### Task prompt
Report the number of lines in the data where the word "concrete" appears, and add no other text.

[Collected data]
»»

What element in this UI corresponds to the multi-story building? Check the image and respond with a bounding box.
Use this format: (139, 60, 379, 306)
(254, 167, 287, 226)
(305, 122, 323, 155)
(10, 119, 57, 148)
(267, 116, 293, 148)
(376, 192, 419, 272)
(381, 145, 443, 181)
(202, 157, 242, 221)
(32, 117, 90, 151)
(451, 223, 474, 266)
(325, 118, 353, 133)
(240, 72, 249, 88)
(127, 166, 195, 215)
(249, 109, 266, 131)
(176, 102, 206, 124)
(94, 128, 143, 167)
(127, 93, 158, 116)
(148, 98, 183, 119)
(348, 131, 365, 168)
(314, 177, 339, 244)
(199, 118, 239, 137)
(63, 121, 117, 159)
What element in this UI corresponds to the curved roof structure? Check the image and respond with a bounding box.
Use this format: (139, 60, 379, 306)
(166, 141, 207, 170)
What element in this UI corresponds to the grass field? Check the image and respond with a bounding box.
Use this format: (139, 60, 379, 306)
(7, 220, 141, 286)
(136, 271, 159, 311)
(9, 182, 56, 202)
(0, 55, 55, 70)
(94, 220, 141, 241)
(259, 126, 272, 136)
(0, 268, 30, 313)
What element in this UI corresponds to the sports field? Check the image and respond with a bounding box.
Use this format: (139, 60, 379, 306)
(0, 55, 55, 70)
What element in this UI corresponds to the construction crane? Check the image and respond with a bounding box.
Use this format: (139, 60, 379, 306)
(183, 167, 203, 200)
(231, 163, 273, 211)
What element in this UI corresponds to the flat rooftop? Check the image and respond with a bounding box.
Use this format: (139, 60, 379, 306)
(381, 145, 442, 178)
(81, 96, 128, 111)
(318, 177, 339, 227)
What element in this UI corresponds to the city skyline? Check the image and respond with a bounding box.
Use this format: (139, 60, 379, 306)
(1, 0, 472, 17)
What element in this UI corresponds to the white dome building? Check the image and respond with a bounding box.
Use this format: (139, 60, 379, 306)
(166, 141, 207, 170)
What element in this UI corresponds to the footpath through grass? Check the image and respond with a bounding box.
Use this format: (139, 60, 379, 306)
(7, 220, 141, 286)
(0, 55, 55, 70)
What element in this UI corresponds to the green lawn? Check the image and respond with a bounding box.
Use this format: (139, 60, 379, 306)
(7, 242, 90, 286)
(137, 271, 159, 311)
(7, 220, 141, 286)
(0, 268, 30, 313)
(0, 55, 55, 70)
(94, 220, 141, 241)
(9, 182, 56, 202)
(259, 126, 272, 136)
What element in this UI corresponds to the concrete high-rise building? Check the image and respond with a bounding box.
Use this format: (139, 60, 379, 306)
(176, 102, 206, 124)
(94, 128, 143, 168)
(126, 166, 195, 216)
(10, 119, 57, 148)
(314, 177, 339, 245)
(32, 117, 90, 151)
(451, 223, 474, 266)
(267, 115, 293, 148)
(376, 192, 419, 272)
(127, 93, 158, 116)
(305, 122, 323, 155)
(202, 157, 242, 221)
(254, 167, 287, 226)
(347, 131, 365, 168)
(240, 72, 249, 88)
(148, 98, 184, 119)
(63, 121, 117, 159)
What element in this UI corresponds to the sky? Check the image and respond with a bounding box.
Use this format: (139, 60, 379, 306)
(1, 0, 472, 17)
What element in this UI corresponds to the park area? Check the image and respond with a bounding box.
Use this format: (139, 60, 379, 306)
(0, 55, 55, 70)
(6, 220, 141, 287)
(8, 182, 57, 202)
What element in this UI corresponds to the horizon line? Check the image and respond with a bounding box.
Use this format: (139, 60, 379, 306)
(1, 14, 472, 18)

««
»»

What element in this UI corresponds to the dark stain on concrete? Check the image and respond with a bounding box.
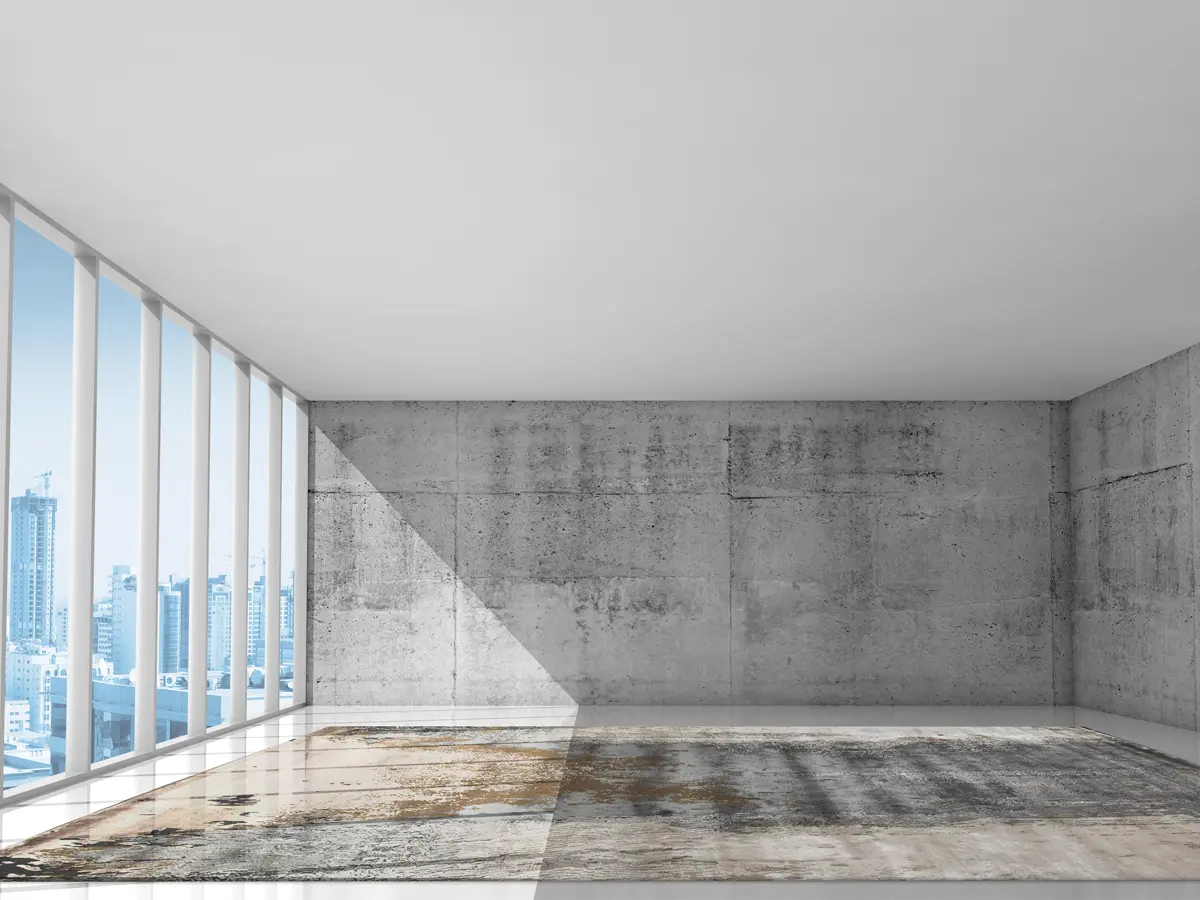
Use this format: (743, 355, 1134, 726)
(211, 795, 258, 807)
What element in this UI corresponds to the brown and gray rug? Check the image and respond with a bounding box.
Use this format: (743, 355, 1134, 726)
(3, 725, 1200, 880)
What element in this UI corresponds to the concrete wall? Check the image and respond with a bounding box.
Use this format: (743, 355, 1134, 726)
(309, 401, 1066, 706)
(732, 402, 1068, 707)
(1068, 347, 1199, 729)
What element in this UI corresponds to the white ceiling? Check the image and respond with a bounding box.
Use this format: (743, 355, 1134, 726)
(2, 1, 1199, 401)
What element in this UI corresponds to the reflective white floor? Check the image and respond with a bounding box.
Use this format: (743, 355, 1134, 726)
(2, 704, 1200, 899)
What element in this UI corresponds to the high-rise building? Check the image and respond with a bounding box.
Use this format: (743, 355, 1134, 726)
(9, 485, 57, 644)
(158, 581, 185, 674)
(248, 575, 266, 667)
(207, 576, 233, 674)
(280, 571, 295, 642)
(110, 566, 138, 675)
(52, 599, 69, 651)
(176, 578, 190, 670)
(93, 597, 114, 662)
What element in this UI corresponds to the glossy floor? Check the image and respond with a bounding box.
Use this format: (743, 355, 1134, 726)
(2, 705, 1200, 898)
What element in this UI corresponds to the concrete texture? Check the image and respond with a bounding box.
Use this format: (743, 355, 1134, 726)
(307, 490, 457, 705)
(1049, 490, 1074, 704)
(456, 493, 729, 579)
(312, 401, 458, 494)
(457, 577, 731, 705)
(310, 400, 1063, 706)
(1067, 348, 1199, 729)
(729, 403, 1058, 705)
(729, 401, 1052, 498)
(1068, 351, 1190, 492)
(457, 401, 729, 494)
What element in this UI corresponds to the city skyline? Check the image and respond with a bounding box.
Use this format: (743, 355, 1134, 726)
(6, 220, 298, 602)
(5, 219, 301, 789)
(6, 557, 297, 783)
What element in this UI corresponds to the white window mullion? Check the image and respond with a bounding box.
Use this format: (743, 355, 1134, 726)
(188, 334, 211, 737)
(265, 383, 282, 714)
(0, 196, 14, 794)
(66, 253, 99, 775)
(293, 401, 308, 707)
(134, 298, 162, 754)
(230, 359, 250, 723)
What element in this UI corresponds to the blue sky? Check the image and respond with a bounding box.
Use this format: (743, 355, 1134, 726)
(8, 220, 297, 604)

««

### Your solution
4